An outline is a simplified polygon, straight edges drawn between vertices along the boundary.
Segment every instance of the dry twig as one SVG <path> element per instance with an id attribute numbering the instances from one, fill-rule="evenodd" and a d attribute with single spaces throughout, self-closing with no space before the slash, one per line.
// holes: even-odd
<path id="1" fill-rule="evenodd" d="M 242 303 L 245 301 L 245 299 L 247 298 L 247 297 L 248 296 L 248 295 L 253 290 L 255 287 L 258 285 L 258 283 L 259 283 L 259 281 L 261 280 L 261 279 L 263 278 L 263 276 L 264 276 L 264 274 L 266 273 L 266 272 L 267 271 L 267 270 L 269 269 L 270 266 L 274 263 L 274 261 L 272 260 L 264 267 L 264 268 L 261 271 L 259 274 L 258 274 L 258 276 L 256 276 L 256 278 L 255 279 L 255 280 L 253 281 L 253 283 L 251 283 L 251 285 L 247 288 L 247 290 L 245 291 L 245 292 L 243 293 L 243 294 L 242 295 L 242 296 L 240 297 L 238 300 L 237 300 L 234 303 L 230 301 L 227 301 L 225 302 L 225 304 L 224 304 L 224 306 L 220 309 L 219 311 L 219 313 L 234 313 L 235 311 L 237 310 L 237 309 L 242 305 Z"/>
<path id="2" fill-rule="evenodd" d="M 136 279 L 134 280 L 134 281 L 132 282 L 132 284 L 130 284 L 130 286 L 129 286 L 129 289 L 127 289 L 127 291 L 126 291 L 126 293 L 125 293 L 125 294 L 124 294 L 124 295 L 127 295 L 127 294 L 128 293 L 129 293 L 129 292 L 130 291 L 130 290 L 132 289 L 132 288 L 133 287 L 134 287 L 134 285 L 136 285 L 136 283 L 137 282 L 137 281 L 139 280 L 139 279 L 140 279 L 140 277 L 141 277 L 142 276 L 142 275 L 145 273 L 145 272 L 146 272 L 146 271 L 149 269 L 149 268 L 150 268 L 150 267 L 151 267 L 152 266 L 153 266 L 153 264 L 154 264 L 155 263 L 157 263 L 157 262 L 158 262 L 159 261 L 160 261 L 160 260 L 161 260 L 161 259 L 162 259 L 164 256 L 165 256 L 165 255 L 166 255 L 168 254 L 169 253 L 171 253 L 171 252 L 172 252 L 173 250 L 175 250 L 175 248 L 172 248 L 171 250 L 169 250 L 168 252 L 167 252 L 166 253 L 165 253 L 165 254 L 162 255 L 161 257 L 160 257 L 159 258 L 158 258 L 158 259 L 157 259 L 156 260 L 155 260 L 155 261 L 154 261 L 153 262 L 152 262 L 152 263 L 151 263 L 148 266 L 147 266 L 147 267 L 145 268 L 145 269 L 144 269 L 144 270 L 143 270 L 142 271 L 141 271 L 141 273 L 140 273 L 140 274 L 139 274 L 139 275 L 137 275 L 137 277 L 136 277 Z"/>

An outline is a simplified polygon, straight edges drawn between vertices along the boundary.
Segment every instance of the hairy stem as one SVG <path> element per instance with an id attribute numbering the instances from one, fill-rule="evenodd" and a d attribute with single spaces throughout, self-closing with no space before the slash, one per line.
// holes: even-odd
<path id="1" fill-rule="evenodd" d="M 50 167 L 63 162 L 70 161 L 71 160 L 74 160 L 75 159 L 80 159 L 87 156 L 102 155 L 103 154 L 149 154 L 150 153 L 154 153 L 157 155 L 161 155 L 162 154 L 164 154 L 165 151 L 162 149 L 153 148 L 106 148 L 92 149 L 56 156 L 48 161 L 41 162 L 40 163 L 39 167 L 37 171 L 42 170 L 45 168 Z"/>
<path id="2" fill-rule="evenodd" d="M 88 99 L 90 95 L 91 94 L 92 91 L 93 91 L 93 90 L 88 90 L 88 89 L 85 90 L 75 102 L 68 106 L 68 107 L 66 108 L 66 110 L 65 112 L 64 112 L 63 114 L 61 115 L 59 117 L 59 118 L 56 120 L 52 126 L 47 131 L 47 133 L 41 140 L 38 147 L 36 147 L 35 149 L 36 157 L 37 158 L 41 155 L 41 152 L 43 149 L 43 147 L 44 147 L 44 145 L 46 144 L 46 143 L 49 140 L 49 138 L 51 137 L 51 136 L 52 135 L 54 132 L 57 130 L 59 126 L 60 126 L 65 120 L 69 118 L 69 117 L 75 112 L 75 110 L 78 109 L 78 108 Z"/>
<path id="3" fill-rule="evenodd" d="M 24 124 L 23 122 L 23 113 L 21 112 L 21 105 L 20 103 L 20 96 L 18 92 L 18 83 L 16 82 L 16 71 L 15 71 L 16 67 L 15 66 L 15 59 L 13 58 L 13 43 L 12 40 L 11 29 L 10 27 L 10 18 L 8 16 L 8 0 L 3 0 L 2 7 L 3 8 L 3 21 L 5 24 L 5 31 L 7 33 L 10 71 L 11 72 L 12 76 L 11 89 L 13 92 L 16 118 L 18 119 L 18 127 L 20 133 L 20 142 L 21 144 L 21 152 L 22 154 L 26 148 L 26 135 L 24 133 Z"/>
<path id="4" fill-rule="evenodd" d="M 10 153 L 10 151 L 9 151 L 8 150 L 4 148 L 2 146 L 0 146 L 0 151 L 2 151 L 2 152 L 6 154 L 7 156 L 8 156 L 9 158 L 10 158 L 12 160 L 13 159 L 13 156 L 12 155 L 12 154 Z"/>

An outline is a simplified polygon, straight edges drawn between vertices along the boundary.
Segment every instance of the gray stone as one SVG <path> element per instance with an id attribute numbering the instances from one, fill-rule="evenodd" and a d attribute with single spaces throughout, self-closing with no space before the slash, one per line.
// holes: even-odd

Task description
Copy every line of the data above, character for character, leaving nothing out and changing nothing.

Solution for this problem
An outline is a simplified polygon, straight edges drawn between vertices along the boundary.
Segment every instance of the dry twig as one SVG <path> element per instance with an id attribute numbering the instances from one, fill-rule="evenodd" and a d attribute with single spaces throughout, self-closing with no space before the slash, one per line.
// holes: even-odd
<path id="1" fill-rule="evenodd" d="M 242 303 L 245 301 L 245 299 L 247 298 L 247 297 L 248 296 L 248 295 L 253 290 L 255 287 L 258 285 L 258 283 L 259 283 L 259 281 L 261 280 L 261 279 L 263 278 L 263 276 L 264 276 L 264 274 L 266 273 L 266 272 L 267 271 L 267 270 L 269 269 L 270 266 L 274 263 L 274 261 L 272 260 L 264 267 L 264 268 L 261 271 L 259 274 L 258 274 L 258 276 L 256 276 L 256 278 L 255 279 L 255 280 L 253 281 L 253 283 L 251 283 L 251 285 L 247 288 L 247 290 L 245 291 L 245 292 L 243 293 L 243 294 L 242 295 L 242 296 L 240 297 L 238 300 L 237 300 L 234 303 L 230 301 L 227 301 L 225 302 L 225 304 L 224 304 L 224 306 L 220 309 L 219 311 L 219 313 L 234 313 L 235 311 L 237 310 L 237 309 L 242 305 Z"/>
<path id="2" fill-rule="evenodd" d="M 136 279 L 134 280 L 134 281 L 132 282 L 132 284 L 130 284 L 130 286 L 129 286 L 129 289 L 127 289 L 127 291 L 126 291 L 126 293 L 125 293 L 125 294 L 124 294 L 124 295 L 127 295 L 127 294 L 128 293 L 129 293 L 129 292 L 130 291 L 130 290 L 132 289 L 132 288 L 133 287 L 134 287 L 134 285 L 136 285 L 136 283 L 137 282 L 137 281 L 139 280 L 139 279 L 140 279 L 140 277 L 141 277 L 142 276 L 142 275 L 145 273 L 145 272 L 146 272 L 146 271 L 149 269 L 149 268 L 150 268 L 150 267 L 151 267 L 152 266 L 153 266 L 153 264 L 154 264 L 155 263 L 157 263 L 157 262 L 158 262 L 159 261 L 160 261 L 160 260 L 161 260 L 161 259 L 162 259 L 164 256 L 165 256 L 165 255 L 166 255 L 168 254 L 169 253 L 171 253 L 171 252 L 172 252 L 173 250 L 175 250 L 175 248 L 172 248 L 171 250 L 169 250 L 168 252 L 167 252 L 166 253 L 165 253 L 165 254 L 162 255 L 161 257 L 160 257 L 159 258 L 158 258 L 158 259 L 157 259 L 156 260 L 155 260 L 155 261 L 154 261 L 153 262 L 152 262 L 152 263 L 151 263 L 148 266 L 147 266 L 147 267 L 145 268 L 145 269 L 144 269 L 144 270 L 143 270 L 142 271 L 141 271 L 141 273 L 140 273 L 140 274 L 139 274 L 139 275 L 137 275 L 137 277 L 136 277 Z"/>

An outline is a simplified polygon, straight edges drawn between vertices along the boundary.
Segment every instance of the hairy stem as one SVG <path> element per instance with an id attribute numbering the instances from one, fill-rule="evenodd" and a d attribute with single spaces throughout, self-closing with no space before the slash, one per line.
// holes: even-odd
<path id="1" fill-rule="evenodd" d="M 50 167 L 63 162 L 70 161 L 71 160 L 74 160 L 75 159 L 80 159 L 87 156 L 102 155 L 103 154 L 149 154 L 150 153 L 154 153 L 157 155 L 161 155 L 162 154 L 164 154 L 165 151 L 162 149 L 153 148 L 106 148 L 92 149 L 56 156 L 48 161 L 41 162 L 40 163 L 39 167 L 37 171 L 42 170 L 45 168 Z"/>
<path id="2" fill-rule="evenodd" d="M 88 99 L 90 95 L 91 94 L 92 91 L 93 91 L 93 90 L 88 90 L 88 89 L 85 90 L 75 102 L 68 106 L 68 107 L 66 108 L 66 110 L 65 112 L 64 112 L 63 114 L 61 115 L 59 117 L 59 118 L 56 120 L 52 126 L 47 131 L 47 133 L 41 140 L 38 147 L 36 147 L 35 149 L 36 157 L 37 158 L 41 155 L 41 152 L 43 149 L 43 147 L 44 147 L 44 145 L 46 144 L 46 143 L 49 140 L 49 138 L 51 137 L 51 136 L 52 135 L 54 132 L 57 130 L 59 126 L 60 126 L 65 120 L 69 118 L 69 117 L 75 112 L 75 110 L 78 109 L 78 108 Z"/>
<path id="3" fill-rule="evenodd" d="M 24 124 L 23 122 L 23 113 L 21 112 L 21 105 L 20 103 L 20 96 L 18 92 L 18 83 L 16 82 L 16 71 L 15 71 L 16 67 L 15 66 L 15 59 L 13 58 L 13 43 L 12 40 L 11 29 L 10 27 L 10 18 L 8 16 L 8 0 L 3 0 L 2 7 L 3 8 L 3 21 L 5 24 L 5 31 L 7 33 L 10 71 L 11 72 L 12 76 L 11 89 L 13 92 L 16 118 L 18 119 L 18 127 L 20 133 L 20 142 L 21 144 L 21 152 L 22 154 L 26 148 L 26 135 L 24 133 Z"/>
<path id="4" fill-rule="evenodd" d="M 10 153 L 10 151 L 9 151 L 8 150 L 4 148 L 2 146 L 0 146 L 0 151 L 2 151 L 2 152 L 6 154 L 7 156 L 8 156 L 9 158 L 10 158 L 12 160 L 13 159 L 13 156 L 12 155 L 12 154 Z"/>

An outline is a simplified polygon, straight edges drawn between vertices along the boundary.
Segment every instance of the gray stone as one SVG <path> element per instance with an id attribute numbering the instances from one, fill-rule="evenodd" and a d attribute with single spaces throughout, self-closing with no space before the slash, one per line.
// holes: even-odd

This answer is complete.